> [Упражнение 1]
Соответствуют ли тексту о Шарлотте Бронте утверждения (a), (b), (c)? Дайте ответ «да» или «нет» и приведите точную цитату, которая это решает.
(a) В восемь часов вечера отец и Тэбби расходились по своим комнатам.
(b) Шарлотта собиралась провести в Лондоне целый месяц.
(c) Бронте согласилась с Льюисом, что её книга «гадкая».
> [Упражнение 2] Перескажите короче абзац текста о Шарлотте Бронте, который начинается словами «Когда в Хауорт пришла весна», и сохраните его главные факты.
> [Упражнение 3] Подхватите текст о Шарлотте Бронте и продолжите его с того места, где он обрывается.

> [Исходный текст]
#####

Зима 1850 года была для Шарлотты Бронте тяжела. Теперь дом затихал ещё раньше, чем прежде. В восемь часов, сразу после вечерней молитвы, отец и старая, больная Тэбби расходились по своим комнатам, и в доме наступала тишина. Когда уставшие глаза не позволяли больше читать или шить, Шарлотта предавалась воспоминаниям. Зима была сурова, часто мели метели, завывал северо-восточный ветер. В жалобах ветра ей иногда чудились голоса сестёр: не раз, очевидно, подобно Хитклифу, она готова была умолять их «души» «войти». Она была на пределе крайнего нервного истощения.

Когда в Хауорт пришла весна, Шарлотта стала уходить в долгие прогулки, предаваясь печальным размышлениям о будущем, по-прежнему тоскуя о сёстрах. Как любила эти заросли вереска Эмили, пишет она Джеймсу Тэйлору. А Энни любила «голубые дали», «бледные туманы», «тени на горизонте». «В тишине этой холмистой местности я вспоминаю строки из их стихотворений… когда-то я любила их читать, теперь не смею, и часто у меня возникает желание забыть многое из того, что, пока мозг работает, я не забуду никогда»[75].

Но вот последовало приглашение от миссис Смит погостить в Лондоне (может быть, не без посредничества Тэйлора, который, очевидно, поведал содержание этого печального письма Смиту), и Шарлотта Бронте в конце мая приезжает в Лондон. Она собирается пробыть здесь только две недели и провести их спокойно, то есть с минимальным количеством визитов, представлений знаменитостям и новых знакомств. Больше всего ей хочется как следует познакомиться с городом и его достопримечательностями. И её хозяева всячески старались доставить ей как можно больше возможностей видеть и ездить. Она побывала на ежегодной летней выставке в Королевской академии живописи, в Сент-Джеймской церкви, где с почтением взирала на кумира всей своей жизни, престарелого герцога Веллингтона, тоже присутствовавшего на службе, ездила в зоопарк. Две недели прошли почти незаметно, она сносно чувствовала себя, даже в ожидании встречи с Д.-Г. Льюисом, которого Смит пригласил как-то к завтраку, хотя ждала встречи с беспокойством. Спустя годы Смит с ужасом вспоминал, как, перегнувшись через стол, Льюис вдруг сказал: «Между нами должна существовать симпатия, мисс Бронте, мы оба написали довольно гадкие книги»[76], – намекая на то, очевидно, как страстна была любовь Джейн к Рочестеру. Бронте резко возражала: она и мысли не допускает, что правда может быть «гадкой» или что она нарушает «приличия», говоря правду.

#####

> [Выдержки из данных]
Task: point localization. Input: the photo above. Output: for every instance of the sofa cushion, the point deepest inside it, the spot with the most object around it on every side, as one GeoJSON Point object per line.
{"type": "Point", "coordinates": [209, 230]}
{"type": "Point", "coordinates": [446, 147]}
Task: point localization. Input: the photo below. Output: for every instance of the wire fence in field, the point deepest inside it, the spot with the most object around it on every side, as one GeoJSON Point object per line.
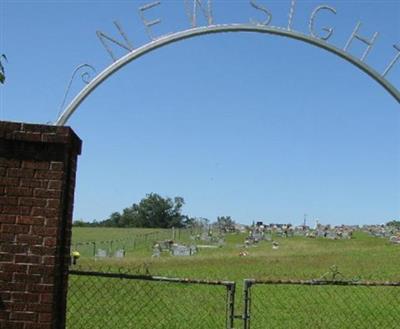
{"type": "Point", "coordinates": [121, 301]}
{"type": "Point", "coordinates": [322, 304]}
{"type": "Point", "coordinates": [119, 247]}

#####

> [Результат выполнения 1]
(a) Да: «В восемь часов, сразу после вечерней молитвы, отец и старая, больная Тэбби расходились по своим комнатам».
(b) Нет: «Она собирается пробыть здесь только две недели».
(c) Нет: «Бронте резко возражала».

> [Результат выполнения 2] Весной Шарлотта подолгу гуляла по Хауорту. Она грустно думала о будущем и тосковала по сёстрам. В письме Джеймсу Тэйлору она вспоминает, что Эмили любила заросли вереска, а Энни любила «голубые дали», «бледные туманы» и «тени на горизонте». Среди холмов ей приходят на память строки из стихов сестёр. Когда-то она любила их читать, а теперь не смеет и часто хочет забыть многое из того, чего никогда не забудет.

> [Результат выполнения 3]
Но главным событием и этой поездки в Лондон были встречи с Теккереем. Они виделись дважды. Сначала он нанёс утренний визит Смитам. Разговора не получилось. Шарлотта Бронте не скрывала ни того, что преклоняется перед «титаном», ни того, что ждёт от него чрезвычайно многого, а его роман «Пенденнис», который она прочла зимой, показался ей не очень интересным, почему она сразу же стала говорить о «недостатках» и желала знать, отчего не удалось то или другое. Теккерей, который совсем не хотел, чтобы она превращала его в кумира, был, однако, очень чувствителен к критике и защищался, но неубедительно: «объяснения хуже преступления», – выразительно отозвалась Бронте в письме. А затем Теккерей пригласил её к себе на обед, где собралось блестящее общество литературных и светских дам, которые с любопытством ждали встречи с «Джейн Эйр» и предвкушали красноречивый диалог между хозяином дома и его гостьей. Они были крайне разочарованы: Шарлотта Бронте была, как всегда, молчалива, разговор касался главным образом погоды и того, «как вам понравился Лондон». Дамы со вниманием изучали её внешность, остались ею недовольны, нашли погрешности в том, как убраны волосы, да, очевидно, и платье, сшитое провинциальной портнихой и украшенное имитацией мха, было слишком странно на их вкус. «Джейн Эйр» показалась «утомлённой собственной умственностью», как саркастически отозвался о ней известный художник Миллес, тоже бывший гостем Теккерея. Впрочем, он заметил «оригинальность» её черт и был разочарован, узнав, что по настоянию Смита она уже позирует портретисту Ричмонду.